> _Work request_:
Transcribe the entries below exactly; leave every image out.

Stored data entries:
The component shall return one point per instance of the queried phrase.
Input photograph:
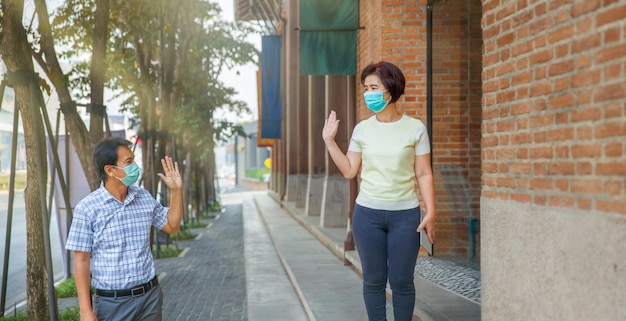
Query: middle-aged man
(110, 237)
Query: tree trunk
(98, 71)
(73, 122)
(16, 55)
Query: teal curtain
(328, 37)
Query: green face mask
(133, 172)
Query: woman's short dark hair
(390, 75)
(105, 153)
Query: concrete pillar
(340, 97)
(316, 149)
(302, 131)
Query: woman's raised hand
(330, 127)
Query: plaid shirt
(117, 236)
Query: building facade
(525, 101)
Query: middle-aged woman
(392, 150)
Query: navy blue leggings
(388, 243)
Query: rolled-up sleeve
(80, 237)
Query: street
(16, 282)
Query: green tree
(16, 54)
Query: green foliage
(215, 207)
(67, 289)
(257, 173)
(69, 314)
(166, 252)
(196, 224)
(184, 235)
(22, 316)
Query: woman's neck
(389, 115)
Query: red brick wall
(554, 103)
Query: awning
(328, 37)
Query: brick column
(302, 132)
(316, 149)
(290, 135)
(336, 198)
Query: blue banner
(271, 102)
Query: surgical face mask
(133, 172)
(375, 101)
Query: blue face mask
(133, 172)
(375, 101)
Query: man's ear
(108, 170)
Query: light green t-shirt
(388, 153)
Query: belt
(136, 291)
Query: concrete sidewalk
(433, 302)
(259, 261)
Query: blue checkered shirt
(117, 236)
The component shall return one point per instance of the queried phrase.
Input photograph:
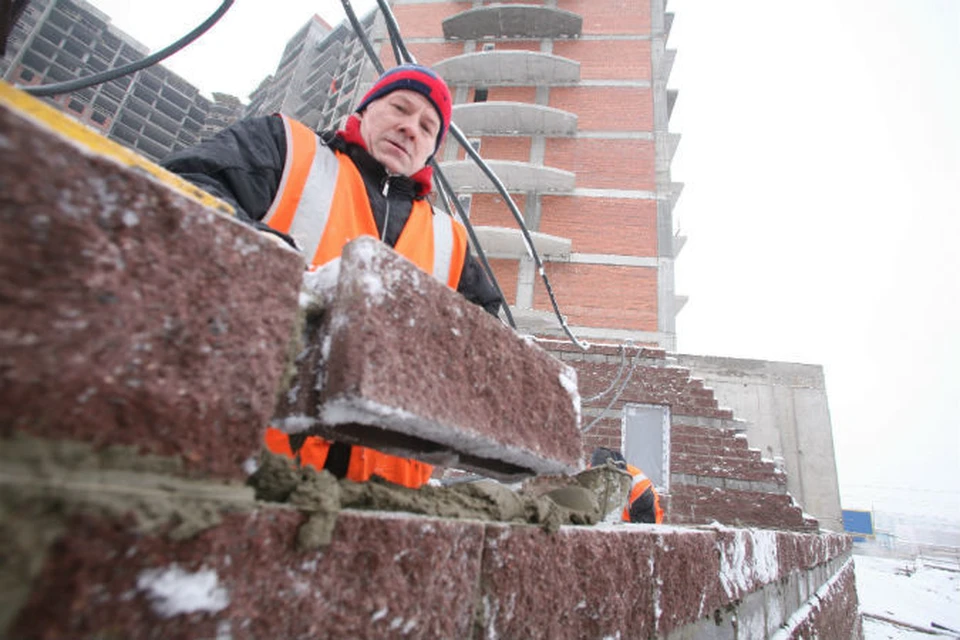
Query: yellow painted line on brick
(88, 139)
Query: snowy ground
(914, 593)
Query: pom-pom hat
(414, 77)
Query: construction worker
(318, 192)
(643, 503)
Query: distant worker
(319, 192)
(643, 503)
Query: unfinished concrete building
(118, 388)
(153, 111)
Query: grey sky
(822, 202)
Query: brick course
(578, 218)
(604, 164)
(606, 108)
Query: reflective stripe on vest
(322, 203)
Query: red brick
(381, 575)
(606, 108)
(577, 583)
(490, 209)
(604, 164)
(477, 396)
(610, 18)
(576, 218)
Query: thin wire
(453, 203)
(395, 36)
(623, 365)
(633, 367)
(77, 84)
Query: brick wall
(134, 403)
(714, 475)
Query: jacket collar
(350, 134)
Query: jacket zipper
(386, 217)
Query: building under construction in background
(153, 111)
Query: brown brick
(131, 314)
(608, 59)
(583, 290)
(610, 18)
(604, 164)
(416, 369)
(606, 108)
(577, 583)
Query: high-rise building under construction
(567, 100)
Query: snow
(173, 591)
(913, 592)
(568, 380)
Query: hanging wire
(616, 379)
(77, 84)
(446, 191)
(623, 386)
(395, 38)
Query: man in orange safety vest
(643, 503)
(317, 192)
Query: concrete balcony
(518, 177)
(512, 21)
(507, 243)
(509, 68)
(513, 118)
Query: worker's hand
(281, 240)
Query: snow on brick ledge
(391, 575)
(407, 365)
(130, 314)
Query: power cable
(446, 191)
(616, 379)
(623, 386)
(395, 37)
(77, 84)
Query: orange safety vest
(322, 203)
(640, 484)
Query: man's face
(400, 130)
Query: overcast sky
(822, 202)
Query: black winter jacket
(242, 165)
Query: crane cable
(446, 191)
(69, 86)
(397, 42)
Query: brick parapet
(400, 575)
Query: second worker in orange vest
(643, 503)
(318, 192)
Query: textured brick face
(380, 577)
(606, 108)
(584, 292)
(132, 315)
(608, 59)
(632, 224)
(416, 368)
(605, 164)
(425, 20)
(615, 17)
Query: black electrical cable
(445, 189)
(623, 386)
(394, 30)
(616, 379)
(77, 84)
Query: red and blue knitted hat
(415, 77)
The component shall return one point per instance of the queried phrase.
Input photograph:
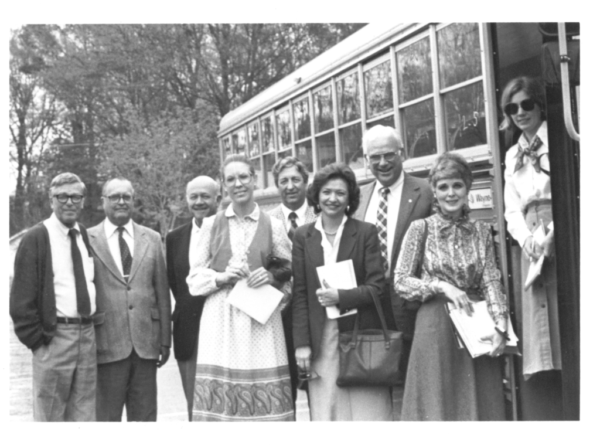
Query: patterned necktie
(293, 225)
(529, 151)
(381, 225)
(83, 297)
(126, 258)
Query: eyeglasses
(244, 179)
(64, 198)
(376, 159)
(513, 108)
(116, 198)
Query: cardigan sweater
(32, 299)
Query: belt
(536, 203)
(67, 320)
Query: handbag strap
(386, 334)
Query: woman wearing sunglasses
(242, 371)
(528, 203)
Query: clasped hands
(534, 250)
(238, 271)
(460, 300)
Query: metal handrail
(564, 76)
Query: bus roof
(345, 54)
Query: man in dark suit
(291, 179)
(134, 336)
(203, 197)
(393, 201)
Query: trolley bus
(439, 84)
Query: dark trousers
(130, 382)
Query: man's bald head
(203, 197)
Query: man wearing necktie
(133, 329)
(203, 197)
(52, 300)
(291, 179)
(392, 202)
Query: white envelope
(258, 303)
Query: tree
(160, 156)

> _Solution_:
The component shall return one point per instance of the queried phrase.
Input photograph:
Query: middle-aged man
(110, 237)
Query: tree trunk
(98, 71)
(73, 122)
(16, 55)
Query: teal curtain
(328, 37)
Query: green face mask
(133, 172)
Query: woman's short dark hair
(390, 75)
(105, 153)
Query: concrete pillar
(340, 97)
(316, 149)
(302, 131)
Query: woman's raised hand
(330, 127)
Query: plaid shirt
(117, 236)
Query: building facade
(525, 101)
Query: middle-aged woman
(392, 150)
Query: navy blue leggings
(388, 243)
Query: rolled-up sleeve
(80, 237)
Query: street
(16, 282)
Query: green tree
(16, 54)
Query: green foliage
(215, 207)
(67, 289)
(257, 173)
(69, 314)
(166, 252)
(196, 224)
(184, 235)
(22, 316)
Query: woman's neck
(389, 115)
Query: red brick wall
(554, 103)
Query: awning
(328, 37)
Query: brick column
(302, 132)
(316, 149)
(290, 135)
(336, 198)
Query: blue banner
(271, 102)
Query: surgical face mask
(133, 172)
(375, 101)
Query: blue face mask
(133, 172)
(375, 101)
Query: man's ear
(108, 170)
Query: light green t-shirt
(388, 153)
Query: belt
(136, 291)
Query: concrete sidewalk
(433, 302)
(259, 261)
Query: blue checkered shirt
(117, 236)
The component shall return one point per instance of the queried phrase.
Input photograph:
Query: yellow painted line on brick
(88, 139)
Query: snowy ground
(914, 593)
Query: pom-pom hat
(414, 77)
Query: construction worker
(318, 192)
(643, 503)
Query: distant worker
(319, 192)
(643, 503)
Query: unfinished concrete building
(118, 388)
(153, 111)
Query: grey sky
(822, 202)
Query: brick course
(578, 218)
(604, 164)
(606, 108)
Query: reflective stripe on vest
(322, 203)
Query: red brick
(381, 575)
(606, 108)
(577, 583)
(490, 209)
(604, 164)
(477, 396)
(610, 18)
(576, 218)
Query: thin wire
(453, 203)
(395, 36)
(623, 365)
(633, 367)
(77, 84)
Query: brick wall
(134, 403)
(714, 475)
Query: jacket collar
(350, 134)
Query: jacket zipper
(386, 217)
Query: building under construction in background
(153, 111)
Query: brown brick
(131, 314)
(608, 59)
(583, 290)
(610, 18)
(604, 164)
(416, 369)
(606, 108)
(577, 583)
Query: high-rise building under construction
(567, 100)
Query: snow
(173, 591)
(913, 592)
(568, 380)
Query: hanging wire
(616, 379)
(77, 84)
(446, 191)
(623, 386)
(395, 38)
Query: man in orange safety vest
(643, 503)
(317, 192)
Query: concrete balcony
(518, 177)
(512, 21)
(507, 243)
(509, 68)
(513, 118)
Query: worker's hand
(281, 240)
Query: snow on brick ledge
(391, 575)
(407, 365)
(130, 314)
Query: power cable
(446, 191)
(616, 379)
(623, 386)
(395, 37)
(77, 84)
Query: orange safety vest
(322, 203)
(640, 484)
Query: man's face
(400, 130)
Query: overcast sky
(822, 202)
Query: black winter jacket
(242, 165)
Query: crane cable
(446, 191)
(69, 86)
(397, 42)
Query: brick parapet
(400, 575)
Query: second worker in orange vest
(643, 503)
(318, 192)
Query: textured brick face
(380, 577)
(606, 108)
(584, 292)
(132, 315)
(608, 59)
(632, 224)
(416, 368)
(605, 164)
(425, 20)
(615, 17)
Query: black electrical cable
(445, 189)
(623, 386)
(394, 30)
(616, 379)
(77, 84)
Query: red and blue knitted hat
(415, 77)
The component shall return one point per instance of the queried phrase.
Input photograph:
Query: patterned necktie
(293, 225)
(529, 151)
(381, 225)
(83, 297)
(126, 258)
Query: eyeglasses
(244, 179)
(64, 198)
(376, 159)
(513, 108)
(116, 198)
Query: cardigan sweater
(32, 299)
Query: belt
(536, 203)
(67, 320)
Query: handbag strap
(386, 334)
Query: woman wearing sunglasses
(242, 371)
(528, 203)
Query: clasped hands
(534, 250)
(238, 271)
(460, 300)
Query: metal handrail
(564, 76)
Query: bus roof
(345, 54)
Query: man in dark suit
(291, 179)
(134, 336)
(203, 197)
(393, 201)
Query: trolley bus
(439, 84)
Query: dark trousers
(130, 382)
Query: man's bald head
(203, 197)
Query: man wearing necktie
(133, 329)
(203, 197)
(52, 300)
(291, 179)
(392, 202)
Query: white envelope
(258, 303)
Query: tree
(160, 156)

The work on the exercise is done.